▶ **提供文本**
####################
文 |呂煦宬
編輯 | 陶若谷

父親和舊三輪車
街景地圖是用特殊的“街景車”拍下影像,透過演算法拼接組成,能記錄下的畫面屬於偶然,帶著時空上的巧合。換句話說,能在街景地圖上看到已經拆遷的家或認識的人,是小機率事件,帶有運氣的成分。
2018年,父親突然去世,林麗在上海工作生活,沒趕上最後一面。一個工作日下午,她無意中在微博上看到人說,街景地圖拍到了過世的親人,也想碰碰運氣。點選螢幕上的“時光機”,林麗穿越回2018年以前的開封。
連通村子和縣城的柏油路上,途徑一個購物廣場。說是購物廣場,就是“老王髮型設計”“活雞活鵝現殺現賣”“五星鑽豹電動車”一串商鋪。父親常去那附近一家超市買油鹽醬醋,說不定能遇見。晚秋的陰天,樹葉枯敗,路邊只剩下一種叫“萬年青”的植物維持生機。村口居委會不遠處有個男的,地圖上人臉都打了馬賽克,林麗還是認出來了。

●2018年,林麗在街景地圖上看到的父親,為2014年的影像。
穿中山裝,戴解放帽——這是林麗印象裡,父親最常見的裝扮,他勾著背坐在馬路牙子上,像在休息。從家到超市,騎車頂多十分鐘,他卻在半途停下來,這是林麗第一次意識到,“原來他也會累的”。林麗印象裡,父親瘦,但身體好,沒有基礎病。她在上海工作,回家的短暫相處,看在眼裡的是母親多了白髮,父親的衰老沒那麼起眼。
地圖上,騎了近20年的腳踏三輪車停在父親身邊。林麗上初中後住校,父母每週會帶上包好的餃子和燉肉,到學校給她改善伙食。後來母親腿腳不好,父親成了固定司機,送她返校。很多鄰居買了電三輪,林麗家沒有——父母年紀大了,怕搞錯剎車和油門。
父親去世兩年後,林麗放假回家,發現舊三輪車軸承磨損嚴重,母親把車賣掉了,“陪伴自己童年的東西不見了,(那時候)好像才意識到,自己長大了”。
選大學、找工作,父母都沒有干涉。畢業後,她在上海工作,做建築結構設計。父親在世時,她覺得“日子還很長”,忙起來,接到家裡的電話,會不耐煩,沒想過他會突然離開。後來從母親口中得知,父親去世前不久,給林麗打過電話,她沒有接。
####################
▶ **自然語言物體定位資料**

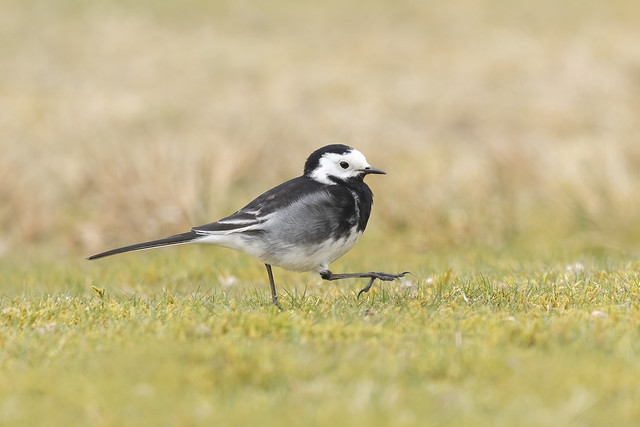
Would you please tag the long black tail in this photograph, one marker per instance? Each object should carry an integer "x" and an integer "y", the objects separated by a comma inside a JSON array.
[{"x": 167, "y": 241}]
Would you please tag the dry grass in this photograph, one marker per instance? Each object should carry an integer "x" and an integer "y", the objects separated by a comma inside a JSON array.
[
  {"x": 496, "y": 121},
  {"x": 510, "y": 134}
]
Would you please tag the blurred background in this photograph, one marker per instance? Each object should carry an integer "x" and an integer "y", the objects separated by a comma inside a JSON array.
[{"x": 502, "y": 125}]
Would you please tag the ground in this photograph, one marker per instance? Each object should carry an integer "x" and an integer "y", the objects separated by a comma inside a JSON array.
[{"x": 509, "y": 134}]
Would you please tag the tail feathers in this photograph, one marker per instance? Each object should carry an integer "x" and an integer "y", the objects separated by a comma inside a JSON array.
[{"x": 167, "y": 241}]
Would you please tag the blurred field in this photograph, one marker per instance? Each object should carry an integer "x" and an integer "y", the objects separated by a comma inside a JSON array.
[{"x": 509, "y": 132}]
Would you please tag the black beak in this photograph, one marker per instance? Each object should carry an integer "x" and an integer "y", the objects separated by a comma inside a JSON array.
[{"x": 371, "y": 169}]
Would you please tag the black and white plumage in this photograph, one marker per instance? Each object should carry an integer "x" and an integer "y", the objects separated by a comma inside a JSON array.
[{"x": 303, "y": 224}]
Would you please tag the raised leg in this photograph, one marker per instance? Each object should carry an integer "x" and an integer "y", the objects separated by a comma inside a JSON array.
[
  {"x": 386, "y": 277},
  {"x": 274, "y": 295}
]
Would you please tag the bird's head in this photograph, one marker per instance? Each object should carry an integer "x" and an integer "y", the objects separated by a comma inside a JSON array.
[{"x": 338, "y": 162}]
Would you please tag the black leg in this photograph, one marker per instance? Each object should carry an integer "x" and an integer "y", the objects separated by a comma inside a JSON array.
[
  {"x": 274, "y": 295},
  {"x": 386, "y": 277}
]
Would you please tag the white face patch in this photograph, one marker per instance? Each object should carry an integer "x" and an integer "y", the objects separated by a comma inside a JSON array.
[{"x": 341, "y": 166}]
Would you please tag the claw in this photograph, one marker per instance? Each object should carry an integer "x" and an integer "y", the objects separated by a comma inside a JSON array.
[{"x": 366, "y": 288}]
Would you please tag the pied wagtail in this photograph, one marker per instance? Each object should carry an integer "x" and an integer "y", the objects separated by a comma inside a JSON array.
[{"x": 301, "y": 225}]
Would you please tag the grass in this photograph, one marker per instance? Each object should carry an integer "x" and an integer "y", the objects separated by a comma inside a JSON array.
[
  {"x": 508, "y": 345},
  {"x": 509, "y": 132}
]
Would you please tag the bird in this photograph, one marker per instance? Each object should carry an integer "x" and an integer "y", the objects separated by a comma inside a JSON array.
[{"x": 302, "y": 225}]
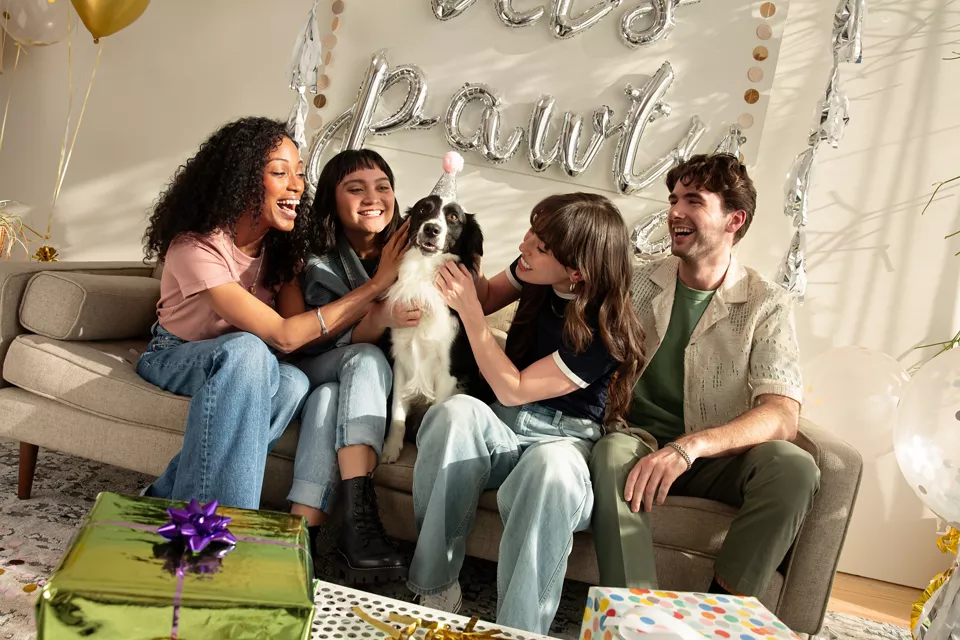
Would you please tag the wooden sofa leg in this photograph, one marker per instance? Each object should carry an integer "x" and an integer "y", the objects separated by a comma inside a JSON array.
[{"x": 28, "y": 464}]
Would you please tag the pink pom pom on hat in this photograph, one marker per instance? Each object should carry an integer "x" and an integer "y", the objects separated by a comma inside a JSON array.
[
  {"x": 452, "y": 162},
  {"x": 446, "y": 186}
]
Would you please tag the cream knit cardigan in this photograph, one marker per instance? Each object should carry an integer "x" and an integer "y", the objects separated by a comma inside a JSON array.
[{"x": 744, "y": 346}]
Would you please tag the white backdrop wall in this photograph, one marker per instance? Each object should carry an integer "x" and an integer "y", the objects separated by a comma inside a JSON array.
[{"x": 880, "y": 275}]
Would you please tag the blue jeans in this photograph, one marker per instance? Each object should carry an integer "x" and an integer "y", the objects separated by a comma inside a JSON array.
[
  {"x": 348, "y": 406},
  {"x": 242, "y": 400},
  {"x": 537, "y": 459}
]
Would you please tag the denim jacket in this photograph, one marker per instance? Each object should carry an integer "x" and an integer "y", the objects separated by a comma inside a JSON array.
[{"x": 329, "y": 277}]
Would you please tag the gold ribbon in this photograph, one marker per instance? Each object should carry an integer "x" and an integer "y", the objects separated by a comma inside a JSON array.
[
  {"x": 65, "y": 153},
  {"x": 434, "y": 630},
  {"x": 6, "y": 109},
  {"x": 948, "y": 543},
  {"x": 935, "y": 584}
]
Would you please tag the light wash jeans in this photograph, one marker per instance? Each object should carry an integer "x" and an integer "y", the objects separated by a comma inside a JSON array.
[
  {"x": 242, "y": 400},
  {"x": 537, "y": 459},
  {"x": 348, "y": 406}
]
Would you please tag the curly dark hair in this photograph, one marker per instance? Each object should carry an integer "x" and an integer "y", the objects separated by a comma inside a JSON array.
[
  {"x": 722, "y": 174},
  {"x": 325, "y": 222},
  {"x": 220, "y": 183}
]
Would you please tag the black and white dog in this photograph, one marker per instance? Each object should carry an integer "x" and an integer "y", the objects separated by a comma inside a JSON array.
[{"x": 431, "y": 361}]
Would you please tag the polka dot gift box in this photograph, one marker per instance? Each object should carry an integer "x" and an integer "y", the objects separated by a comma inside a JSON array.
[{"x": 623, "y": 614}]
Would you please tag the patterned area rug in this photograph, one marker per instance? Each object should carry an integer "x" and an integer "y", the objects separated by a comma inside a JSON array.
[{"x": 34, "y": 533}]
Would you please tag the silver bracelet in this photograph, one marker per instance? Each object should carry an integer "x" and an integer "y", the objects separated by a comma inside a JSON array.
[
  {"x": 323, "y": 325},
  {"x": 682, "y": 452}
]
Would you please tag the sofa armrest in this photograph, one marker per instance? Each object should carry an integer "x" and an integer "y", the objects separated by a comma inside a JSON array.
[
  {"x": 813, "y": 562},
  {"x": 14, "y": 277}
]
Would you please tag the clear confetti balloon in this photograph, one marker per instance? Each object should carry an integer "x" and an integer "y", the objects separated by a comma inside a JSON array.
[
  {"x": 927, "y": 435},
  {"x": 854, "y": 392}
]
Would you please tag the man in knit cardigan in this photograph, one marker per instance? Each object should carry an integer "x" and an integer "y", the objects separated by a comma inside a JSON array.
[{"x": 719, "y": 398}]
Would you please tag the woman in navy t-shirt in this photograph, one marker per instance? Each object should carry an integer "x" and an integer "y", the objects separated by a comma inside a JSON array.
[{"x": 573, "y": 354}]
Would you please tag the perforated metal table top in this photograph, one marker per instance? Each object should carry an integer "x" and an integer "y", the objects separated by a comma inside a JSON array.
[{"x": 335, "y": 619}]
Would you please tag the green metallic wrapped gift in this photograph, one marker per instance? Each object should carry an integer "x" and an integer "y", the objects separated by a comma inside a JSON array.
[{"x": 120, "y": 578}]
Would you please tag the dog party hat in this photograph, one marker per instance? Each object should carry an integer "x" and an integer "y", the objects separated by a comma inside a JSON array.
[{"x": 446, "y": 186}]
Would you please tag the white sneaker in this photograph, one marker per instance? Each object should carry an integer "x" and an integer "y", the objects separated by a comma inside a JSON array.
[{"x": 449, "y": 600}]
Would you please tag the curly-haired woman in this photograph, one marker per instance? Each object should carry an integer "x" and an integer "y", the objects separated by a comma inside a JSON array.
[{"x": 230, "y": 231}]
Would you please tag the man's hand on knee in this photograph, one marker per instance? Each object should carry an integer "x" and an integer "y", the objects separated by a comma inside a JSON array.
[{"x": 651, "y": 478}]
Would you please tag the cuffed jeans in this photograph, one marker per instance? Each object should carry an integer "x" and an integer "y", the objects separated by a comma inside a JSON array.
[
  {"x": 242, "y": 400},
  {"x": 772, "y": 484},
  {"x": 537, "y": 459},
  {"x": 348, "y": 406}
]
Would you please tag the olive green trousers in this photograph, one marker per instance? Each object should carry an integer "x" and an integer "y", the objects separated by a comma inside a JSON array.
[{"x": 773, "y": 486}]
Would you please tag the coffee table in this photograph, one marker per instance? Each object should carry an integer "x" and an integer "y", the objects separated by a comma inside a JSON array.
[{"x": 335, "y": 619}]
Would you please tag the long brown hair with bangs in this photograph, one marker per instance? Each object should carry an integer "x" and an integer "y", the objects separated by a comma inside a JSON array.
[{"x": 586, "y": 232}]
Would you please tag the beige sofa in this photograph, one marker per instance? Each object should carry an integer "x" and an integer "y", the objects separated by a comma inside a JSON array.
[{"x": 74, "y": 391}]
####################
▶ **任務說明**
輸出關於父親與舊三輪車那篇文本中的一段原文,以「2018年,父親突然去世,林」開頭,一路延續到「親去世前不久,給林麗打過電話,她沒有接。」為止,一字不改。

▶ **本題輸出**
2018年,父親突然去世,林麗在上海工作生活,沒趕上最後一面。一個工作日下午,她無意中在微博上看到人說,街景地圖拍到了過世的親人,也想碰碰運氣。點選螢幕上的“時光機”,林麗穿越回2018年以前的開封。
連通村子和縣城的柏油路上,途徑一個購物廣場。說是購物廣場,就是“老王髮型設計”“活雞活鵝現殺現賣”“五星鑽豹電動車”一串商鋪。父親常去那附近一家超市買油鹽醬醋,說不定能遇見。晚秋的陰天,樹葉枯敗,路邊只剩下一種叫“萬年青”的植物維持生機。村口居委會不遠處有個男的,地圖上人臉都打了馬賽克,林麗還是認出來了。

●2018年,林麗在街景地圖上看到的父親,為2014年的影像。
穿中山裝,戴解放帽——這是林麗印象裡,父親最常見的裝扮,他勾著背坐在馬路牙子上,像在休息。從家到超市,騎車頂多十分鐘,他卻在半途停下來,這是林麗第一次意識到,“原來他也會累的”。林麗印象裡,父親瘦,但身體好,沒有基礎病。她在上海工作,回家的短暫相處,看在眼裡的是母親多了白髮,父親的衰老沒那麼起眼。
地圖上,騎了近20年的腳踏三輪車停在父親身邊。林麗上初中後住校,父母每週會帶上包好的餃子和燉肉,到學校給她改善伙食。後來母親腿腳不好,父親成了固定司機,送她返校。很多鄰居買了電三輪,林麗家沒有——父母年紀大了,怕搞錯剎車和油門。
父親去世兩年後,林麗放假回家,發現舊三輪車軸承磨損嚴重,母親把車賣掉了,“陪伴自己童年的東西不見了,(那時候)好像才意識到,自己長大了”。
選大學、找工作,父母都沒有干涉。畢業後,她在上海工作,做建築結構設計。父親在世時,她覺得“日子還很長”,忙起來,接到家裡的電話,會不耐煩,沒想過他會突然離開。後來從母親口中得知,父親去世前不久,給林麗打過電話,她沒有接。